Write out, exactly as they appear, only the lines running from the line with "of the rushing" to the final line of the listing; include both.

-- Start Material --

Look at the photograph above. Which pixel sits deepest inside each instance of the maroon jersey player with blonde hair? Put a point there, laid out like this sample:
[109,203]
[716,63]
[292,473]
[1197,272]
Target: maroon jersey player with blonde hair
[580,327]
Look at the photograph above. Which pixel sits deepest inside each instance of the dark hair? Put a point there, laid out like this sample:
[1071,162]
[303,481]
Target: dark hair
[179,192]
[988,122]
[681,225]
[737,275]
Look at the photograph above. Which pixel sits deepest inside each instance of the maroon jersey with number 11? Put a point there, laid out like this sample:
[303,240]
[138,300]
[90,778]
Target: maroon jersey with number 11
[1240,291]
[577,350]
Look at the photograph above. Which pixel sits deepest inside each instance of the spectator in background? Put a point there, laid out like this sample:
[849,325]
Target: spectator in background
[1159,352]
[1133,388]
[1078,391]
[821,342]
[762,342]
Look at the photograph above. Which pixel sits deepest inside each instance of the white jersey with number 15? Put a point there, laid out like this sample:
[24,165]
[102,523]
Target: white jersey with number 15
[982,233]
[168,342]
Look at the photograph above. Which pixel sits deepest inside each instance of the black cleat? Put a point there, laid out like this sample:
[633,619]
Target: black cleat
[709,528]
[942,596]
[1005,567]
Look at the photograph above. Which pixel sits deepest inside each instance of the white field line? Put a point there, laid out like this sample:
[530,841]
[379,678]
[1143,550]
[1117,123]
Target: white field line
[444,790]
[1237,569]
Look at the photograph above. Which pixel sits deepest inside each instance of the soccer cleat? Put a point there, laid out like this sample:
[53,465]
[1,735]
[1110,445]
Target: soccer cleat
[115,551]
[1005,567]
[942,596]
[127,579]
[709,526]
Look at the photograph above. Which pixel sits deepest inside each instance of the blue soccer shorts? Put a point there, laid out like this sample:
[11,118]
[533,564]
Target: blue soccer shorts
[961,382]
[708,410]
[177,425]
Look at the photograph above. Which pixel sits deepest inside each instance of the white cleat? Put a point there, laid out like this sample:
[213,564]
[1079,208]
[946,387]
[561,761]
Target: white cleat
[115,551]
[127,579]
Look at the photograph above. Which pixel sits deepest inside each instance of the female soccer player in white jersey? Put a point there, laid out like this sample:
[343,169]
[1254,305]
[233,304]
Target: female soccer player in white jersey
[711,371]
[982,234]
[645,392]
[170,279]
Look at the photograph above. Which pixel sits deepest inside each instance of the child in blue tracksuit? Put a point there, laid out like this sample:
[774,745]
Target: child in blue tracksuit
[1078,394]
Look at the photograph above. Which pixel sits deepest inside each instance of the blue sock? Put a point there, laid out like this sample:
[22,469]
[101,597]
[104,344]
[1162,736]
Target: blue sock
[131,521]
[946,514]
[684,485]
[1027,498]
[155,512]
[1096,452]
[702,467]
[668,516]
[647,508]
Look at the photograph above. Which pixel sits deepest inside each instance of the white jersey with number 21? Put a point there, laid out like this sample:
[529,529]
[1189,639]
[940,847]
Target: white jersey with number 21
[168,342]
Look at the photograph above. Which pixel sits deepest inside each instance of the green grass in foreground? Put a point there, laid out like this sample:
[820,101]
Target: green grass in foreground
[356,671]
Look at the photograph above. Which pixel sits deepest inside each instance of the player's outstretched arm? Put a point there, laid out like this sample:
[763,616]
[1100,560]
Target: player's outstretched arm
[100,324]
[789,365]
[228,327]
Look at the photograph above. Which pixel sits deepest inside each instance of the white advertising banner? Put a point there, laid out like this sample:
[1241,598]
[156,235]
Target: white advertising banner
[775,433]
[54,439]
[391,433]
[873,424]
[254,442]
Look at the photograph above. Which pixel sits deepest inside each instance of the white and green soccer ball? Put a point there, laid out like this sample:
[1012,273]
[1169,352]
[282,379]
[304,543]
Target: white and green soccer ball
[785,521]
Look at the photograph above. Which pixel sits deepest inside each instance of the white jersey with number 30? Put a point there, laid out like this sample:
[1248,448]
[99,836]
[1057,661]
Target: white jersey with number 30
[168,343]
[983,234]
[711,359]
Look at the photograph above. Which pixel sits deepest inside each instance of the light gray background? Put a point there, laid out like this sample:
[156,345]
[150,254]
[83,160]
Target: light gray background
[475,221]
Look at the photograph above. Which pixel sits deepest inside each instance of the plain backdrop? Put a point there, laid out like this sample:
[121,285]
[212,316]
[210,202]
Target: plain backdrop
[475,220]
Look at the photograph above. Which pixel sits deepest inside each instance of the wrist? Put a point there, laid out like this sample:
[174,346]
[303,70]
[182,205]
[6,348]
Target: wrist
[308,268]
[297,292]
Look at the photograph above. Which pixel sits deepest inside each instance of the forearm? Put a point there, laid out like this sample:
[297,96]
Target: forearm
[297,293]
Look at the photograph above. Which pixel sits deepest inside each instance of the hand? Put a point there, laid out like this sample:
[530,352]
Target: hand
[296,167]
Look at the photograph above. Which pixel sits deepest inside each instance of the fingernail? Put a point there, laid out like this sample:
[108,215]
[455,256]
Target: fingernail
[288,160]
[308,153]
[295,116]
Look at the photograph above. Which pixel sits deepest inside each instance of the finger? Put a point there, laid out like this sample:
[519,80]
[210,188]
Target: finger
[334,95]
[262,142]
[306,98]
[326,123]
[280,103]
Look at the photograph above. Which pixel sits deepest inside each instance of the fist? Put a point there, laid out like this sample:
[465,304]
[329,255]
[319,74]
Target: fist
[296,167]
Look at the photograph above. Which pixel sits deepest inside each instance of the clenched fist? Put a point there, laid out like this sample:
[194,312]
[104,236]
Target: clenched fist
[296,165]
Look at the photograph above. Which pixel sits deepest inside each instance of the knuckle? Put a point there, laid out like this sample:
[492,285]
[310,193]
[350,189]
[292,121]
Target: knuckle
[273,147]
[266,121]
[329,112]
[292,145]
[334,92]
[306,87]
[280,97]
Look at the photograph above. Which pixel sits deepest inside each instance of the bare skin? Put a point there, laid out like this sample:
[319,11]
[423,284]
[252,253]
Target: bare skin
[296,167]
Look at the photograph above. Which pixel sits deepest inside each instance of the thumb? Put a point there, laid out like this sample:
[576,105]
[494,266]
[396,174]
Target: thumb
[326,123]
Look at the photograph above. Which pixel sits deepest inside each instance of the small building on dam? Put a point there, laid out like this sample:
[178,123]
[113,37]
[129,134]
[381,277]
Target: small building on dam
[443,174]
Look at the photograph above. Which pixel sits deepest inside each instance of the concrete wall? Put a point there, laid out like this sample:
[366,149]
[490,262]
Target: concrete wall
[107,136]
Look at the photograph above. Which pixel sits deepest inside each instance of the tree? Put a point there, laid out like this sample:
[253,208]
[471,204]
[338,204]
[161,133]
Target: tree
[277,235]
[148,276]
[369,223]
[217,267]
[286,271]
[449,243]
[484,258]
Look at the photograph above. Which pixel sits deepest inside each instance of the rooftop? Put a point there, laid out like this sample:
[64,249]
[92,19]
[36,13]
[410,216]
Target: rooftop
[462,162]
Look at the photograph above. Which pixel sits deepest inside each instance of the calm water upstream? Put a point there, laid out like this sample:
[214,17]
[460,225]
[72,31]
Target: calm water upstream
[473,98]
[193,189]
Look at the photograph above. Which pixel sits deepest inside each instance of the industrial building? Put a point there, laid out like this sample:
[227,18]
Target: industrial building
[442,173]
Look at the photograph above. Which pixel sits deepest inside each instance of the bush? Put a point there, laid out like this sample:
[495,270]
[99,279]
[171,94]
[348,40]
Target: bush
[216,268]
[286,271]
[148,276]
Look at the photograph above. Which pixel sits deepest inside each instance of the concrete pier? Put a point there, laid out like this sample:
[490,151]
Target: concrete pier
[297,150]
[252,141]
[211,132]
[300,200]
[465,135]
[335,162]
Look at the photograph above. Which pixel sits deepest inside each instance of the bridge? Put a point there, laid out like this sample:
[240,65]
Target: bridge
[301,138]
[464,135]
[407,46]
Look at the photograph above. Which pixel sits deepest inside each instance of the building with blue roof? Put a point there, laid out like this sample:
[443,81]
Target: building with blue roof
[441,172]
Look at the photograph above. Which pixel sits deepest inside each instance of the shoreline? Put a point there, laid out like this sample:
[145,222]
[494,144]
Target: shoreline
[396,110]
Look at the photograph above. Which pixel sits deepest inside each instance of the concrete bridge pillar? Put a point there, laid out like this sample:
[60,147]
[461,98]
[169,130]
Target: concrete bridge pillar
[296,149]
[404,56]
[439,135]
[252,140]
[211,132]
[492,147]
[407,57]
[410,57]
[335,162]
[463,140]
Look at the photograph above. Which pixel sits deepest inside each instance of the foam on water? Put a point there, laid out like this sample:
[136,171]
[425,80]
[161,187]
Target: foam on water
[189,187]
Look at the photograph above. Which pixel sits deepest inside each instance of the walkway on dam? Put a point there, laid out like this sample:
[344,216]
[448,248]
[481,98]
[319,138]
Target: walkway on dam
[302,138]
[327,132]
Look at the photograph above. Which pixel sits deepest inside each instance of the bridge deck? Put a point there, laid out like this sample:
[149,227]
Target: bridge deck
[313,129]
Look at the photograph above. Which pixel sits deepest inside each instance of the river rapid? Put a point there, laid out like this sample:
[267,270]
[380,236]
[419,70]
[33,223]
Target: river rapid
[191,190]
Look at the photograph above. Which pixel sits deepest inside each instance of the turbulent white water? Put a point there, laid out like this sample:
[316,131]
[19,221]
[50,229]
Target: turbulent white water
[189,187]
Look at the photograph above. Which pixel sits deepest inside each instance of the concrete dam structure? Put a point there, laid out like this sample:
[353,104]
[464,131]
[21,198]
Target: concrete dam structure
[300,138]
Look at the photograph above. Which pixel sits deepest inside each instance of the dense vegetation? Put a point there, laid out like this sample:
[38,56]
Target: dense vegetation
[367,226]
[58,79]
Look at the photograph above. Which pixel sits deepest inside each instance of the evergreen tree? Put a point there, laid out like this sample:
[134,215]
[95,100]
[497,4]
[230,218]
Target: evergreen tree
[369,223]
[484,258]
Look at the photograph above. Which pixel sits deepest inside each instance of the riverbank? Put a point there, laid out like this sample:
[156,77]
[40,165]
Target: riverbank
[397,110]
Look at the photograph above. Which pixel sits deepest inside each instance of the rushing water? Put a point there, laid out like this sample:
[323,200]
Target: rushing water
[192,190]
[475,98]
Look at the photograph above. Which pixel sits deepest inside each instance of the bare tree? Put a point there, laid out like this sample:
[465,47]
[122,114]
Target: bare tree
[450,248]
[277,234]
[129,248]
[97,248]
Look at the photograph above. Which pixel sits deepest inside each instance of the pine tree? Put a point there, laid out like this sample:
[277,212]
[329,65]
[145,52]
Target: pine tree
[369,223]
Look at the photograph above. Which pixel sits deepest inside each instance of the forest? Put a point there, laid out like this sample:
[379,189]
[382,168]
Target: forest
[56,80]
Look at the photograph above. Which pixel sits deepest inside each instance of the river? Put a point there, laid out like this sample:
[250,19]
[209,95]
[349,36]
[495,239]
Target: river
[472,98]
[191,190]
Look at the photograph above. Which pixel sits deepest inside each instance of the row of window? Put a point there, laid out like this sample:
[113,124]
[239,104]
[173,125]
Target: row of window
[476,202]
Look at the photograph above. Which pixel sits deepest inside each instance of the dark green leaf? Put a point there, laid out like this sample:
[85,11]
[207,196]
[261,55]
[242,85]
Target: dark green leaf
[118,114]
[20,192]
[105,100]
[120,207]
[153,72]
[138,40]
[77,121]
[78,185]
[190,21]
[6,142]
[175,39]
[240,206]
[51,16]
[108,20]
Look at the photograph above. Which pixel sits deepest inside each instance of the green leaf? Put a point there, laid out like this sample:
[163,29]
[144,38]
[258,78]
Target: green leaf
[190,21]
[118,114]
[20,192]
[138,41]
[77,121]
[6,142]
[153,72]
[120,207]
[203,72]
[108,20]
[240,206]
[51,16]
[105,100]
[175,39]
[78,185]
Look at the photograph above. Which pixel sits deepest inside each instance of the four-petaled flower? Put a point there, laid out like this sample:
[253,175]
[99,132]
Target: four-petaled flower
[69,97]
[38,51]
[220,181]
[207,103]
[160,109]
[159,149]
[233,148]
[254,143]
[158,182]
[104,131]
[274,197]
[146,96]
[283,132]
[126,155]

-- End Material --

• Result of the task
Look at the photograph above. Which pixel sits deepest inside each instance of the rushing water? Put a point there, laid out like this sample:
[323,200]
Target: rushing water
[192,190]
[475,98]
Look at the photograph above. Which pixel sits deepest inside each instance of the bare tree? Put a point there, laid out like this sample:
[465,47]
[122,114]
Target: bare tree
[450,248]
[277,234]
[129,248]
[97,248]
Look at the photograph above. Which pixel sits deepest inside each instance of the pine tree? Put a point there, laid out like this sample:
[277,212]
[329,65]
[145,52]
Target: pine tree
[369,223]
Look at the photograph above. Which pixel sits deepest inside each instance of the forest? Put a point there, laid out like this sample:
[379,189]
[382,168]
Target: forest
[56,80]
Look at the photograph above. Which pixel sits deepest inside each instance of the river? Put a point there, laid out like this sample:
[250,19]
[209,95]
[349,36]
[495,239]
Target: river
[472,98]
[191,190]
Look at the photograph above. Which pixel sits deepest inside each instance of the row of window? Put a point there, laid out like this sample:
[113,124]
[239,104]
[173,125]
Target: row of window
[476,202]
Look at the photograph above. Which pixel sits deepest inside each instance of the dark green leaf? Put a point there, laid out like this sample:
[85,11]
[207,196]
[261,55]
[242,85]
Target: dark green leaf
[118,114]
[20,192]
[105,100]
[120,207]
[153,72]
[138,40]
[77,121]
[78,185]
[190,21]
[6,142]
[175,39]
[240,206]
[51,16]
[108,20]
Look at the photograph above. Which pixel sits deepest inside each instance of the green leaf? Put a point there, laid out like this sample:
[163,29]
[144,38]
[258,78]
Target: green leaf
[190,21]
[118,114]
[20,192]
[138,41]
[77,121]
[6,142]
[153,72]
[120,207]
[203,72]
[108,20]
[240,206]
[51,16]
[105,100]
[175,39]
[78,185]
Look at the photograph above. Which pixel sits deepest inside each instance of the four-petaled flower? Put a point there, laid out like this sample:
[253,175]
[99,132]
Target: four-petaled flower
[69,97]
[38,51]
[220,181]
[207,103]
[160,109]
[159,149]
[233,148]
[254,143]
[158,182]
[104,131]
[274,197]
[146,96]
[283,132]
[126,155]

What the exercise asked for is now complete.